** Begin **

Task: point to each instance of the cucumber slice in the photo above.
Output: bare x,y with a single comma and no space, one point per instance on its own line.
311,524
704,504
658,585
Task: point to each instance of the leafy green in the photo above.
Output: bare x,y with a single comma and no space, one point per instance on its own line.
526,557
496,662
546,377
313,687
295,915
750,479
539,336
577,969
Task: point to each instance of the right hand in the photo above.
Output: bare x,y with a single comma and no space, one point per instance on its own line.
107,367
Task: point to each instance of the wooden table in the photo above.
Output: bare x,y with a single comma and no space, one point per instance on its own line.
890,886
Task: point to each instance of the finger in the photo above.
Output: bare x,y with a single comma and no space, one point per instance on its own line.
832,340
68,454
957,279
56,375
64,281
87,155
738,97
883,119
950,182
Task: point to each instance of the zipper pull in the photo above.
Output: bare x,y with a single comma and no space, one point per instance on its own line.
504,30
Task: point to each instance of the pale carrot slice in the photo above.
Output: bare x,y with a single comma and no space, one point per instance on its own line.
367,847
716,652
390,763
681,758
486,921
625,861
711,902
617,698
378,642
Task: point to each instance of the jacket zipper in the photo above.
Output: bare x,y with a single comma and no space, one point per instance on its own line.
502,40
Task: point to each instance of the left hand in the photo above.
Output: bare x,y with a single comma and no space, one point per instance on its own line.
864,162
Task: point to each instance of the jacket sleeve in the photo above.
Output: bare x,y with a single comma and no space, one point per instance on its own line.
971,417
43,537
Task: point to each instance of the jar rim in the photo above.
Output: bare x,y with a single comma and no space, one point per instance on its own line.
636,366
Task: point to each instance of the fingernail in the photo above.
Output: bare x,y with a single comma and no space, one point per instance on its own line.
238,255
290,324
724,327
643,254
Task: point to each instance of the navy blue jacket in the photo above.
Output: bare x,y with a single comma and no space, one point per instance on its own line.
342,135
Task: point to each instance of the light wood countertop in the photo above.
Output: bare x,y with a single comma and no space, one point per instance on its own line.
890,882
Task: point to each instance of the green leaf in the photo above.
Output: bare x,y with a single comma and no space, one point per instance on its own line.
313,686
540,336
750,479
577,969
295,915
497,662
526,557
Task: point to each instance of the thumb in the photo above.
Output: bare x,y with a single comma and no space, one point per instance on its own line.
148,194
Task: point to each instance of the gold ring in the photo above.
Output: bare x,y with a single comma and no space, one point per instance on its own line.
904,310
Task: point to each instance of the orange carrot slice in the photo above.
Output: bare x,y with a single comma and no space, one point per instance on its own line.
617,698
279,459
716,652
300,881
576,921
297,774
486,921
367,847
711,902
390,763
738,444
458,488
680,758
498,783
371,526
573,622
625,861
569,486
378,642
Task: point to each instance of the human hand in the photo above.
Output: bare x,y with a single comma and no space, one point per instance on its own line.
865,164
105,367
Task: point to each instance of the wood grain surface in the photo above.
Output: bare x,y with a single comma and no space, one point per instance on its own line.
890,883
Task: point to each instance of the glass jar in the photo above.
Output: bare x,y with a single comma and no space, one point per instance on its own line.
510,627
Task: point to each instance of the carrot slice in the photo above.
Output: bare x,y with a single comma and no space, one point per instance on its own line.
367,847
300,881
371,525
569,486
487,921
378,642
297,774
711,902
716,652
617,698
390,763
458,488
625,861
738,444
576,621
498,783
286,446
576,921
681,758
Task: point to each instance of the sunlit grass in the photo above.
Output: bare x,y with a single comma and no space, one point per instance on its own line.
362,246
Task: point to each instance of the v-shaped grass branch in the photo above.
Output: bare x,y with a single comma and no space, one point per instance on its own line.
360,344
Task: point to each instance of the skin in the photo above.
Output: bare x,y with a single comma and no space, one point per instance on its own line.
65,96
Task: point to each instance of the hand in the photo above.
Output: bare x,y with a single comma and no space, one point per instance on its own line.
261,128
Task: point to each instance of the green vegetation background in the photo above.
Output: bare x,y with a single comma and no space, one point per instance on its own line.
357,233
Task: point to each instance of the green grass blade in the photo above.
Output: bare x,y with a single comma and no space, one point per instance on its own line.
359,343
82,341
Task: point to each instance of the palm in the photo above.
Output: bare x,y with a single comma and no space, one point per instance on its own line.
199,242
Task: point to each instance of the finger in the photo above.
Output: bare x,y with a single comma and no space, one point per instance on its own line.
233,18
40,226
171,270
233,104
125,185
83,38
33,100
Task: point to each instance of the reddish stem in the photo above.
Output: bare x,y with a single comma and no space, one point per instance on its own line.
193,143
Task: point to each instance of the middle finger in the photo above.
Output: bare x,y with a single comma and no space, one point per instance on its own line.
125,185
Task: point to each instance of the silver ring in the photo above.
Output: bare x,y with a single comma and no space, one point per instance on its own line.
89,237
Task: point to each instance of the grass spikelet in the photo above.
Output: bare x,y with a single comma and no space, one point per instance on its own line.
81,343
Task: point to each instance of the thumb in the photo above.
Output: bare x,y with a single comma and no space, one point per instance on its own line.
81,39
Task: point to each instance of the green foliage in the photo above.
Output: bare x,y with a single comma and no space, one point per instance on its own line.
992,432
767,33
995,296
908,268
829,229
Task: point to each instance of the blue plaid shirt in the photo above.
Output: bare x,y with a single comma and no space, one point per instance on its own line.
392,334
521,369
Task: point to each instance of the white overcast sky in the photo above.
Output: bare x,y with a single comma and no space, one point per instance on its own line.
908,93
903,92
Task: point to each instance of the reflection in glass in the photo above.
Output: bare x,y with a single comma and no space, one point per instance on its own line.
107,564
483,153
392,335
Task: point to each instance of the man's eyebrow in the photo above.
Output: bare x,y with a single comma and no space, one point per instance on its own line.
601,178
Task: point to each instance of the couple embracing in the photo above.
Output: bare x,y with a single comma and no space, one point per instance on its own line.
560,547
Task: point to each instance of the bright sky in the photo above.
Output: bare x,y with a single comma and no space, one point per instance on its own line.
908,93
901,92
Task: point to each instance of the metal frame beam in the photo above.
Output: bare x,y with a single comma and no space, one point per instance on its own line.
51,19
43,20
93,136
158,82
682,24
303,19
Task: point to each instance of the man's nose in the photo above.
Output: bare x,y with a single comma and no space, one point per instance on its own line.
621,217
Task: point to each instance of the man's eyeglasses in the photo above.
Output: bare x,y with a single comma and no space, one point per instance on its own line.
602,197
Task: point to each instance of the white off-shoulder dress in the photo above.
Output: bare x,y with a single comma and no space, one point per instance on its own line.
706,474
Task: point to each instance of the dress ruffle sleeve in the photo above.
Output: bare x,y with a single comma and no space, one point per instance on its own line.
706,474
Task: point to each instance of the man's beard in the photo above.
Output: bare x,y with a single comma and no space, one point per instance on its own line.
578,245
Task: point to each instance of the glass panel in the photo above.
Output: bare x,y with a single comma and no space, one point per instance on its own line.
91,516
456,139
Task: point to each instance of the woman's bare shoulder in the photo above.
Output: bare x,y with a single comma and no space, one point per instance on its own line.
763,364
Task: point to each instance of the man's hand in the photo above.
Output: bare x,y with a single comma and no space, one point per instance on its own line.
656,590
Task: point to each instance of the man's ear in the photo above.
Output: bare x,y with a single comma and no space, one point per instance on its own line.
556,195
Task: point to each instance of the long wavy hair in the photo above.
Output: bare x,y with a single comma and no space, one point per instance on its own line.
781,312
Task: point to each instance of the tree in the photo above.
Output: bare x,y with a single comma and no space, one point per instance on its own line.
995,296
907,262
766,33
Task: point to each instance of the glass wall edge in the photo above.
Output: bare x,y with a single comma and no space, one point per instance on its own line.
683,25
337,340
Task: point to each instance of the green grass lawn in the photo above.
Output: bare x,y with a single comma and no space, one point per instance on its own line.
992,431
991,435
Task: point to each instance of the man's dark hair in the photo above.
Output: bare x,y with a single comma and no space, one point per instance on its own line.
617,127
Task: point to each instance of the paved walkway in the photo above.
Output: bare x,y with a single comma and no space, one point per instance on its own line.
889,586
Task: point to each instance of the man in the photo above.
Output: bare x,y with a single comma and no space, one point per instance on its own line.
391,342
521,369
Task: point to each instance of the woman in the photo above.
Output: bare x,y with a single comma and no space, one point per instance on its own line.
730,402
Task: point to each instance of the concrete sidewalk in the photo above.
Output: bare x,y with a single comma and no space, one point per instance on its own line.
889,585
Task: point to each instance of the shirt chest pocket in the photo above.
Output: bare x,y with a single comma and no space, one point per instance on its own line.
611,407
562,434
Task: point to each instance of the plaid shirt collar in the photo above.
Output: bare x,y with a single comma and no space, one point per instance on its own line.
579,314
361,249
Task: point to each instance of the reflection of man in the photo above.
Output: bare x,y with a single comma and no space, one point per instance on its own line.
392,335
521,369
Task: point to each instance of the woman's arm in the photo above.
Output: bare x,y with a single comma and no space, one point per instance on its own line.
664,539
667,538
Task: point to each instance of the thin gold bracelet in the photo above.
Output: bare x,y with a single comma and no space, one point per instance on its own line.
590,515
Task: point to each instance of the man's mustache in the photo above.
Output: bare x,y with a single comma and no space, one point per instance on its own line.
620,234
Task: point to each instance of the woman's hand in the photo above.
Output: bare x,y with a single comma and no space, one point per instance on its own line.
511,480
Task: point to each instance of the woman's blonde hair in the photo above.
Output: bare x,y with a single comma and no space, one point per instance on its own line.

** End **

Problem details: Reproduce exactly the lines from the one containing "Task: point to each instance of the man's mustache" through the last line of the records above, including both, and nothing else.

Solution to the problem:
Task: point to each instance of the man's mustache in the photo above.
Output: bare x,y with a single comma and no space, one point per instance on its own line.
620,234
Task: point to each instance of the woman's hand in the photo above.
Output: bare x,y with a single comma and no space, one point per instance on its own line.
511,480
Task: point to each instance of the woman's blonde hair in the photo above.
Output: bare x,y with a single comma and no space, one point per instance on its own line.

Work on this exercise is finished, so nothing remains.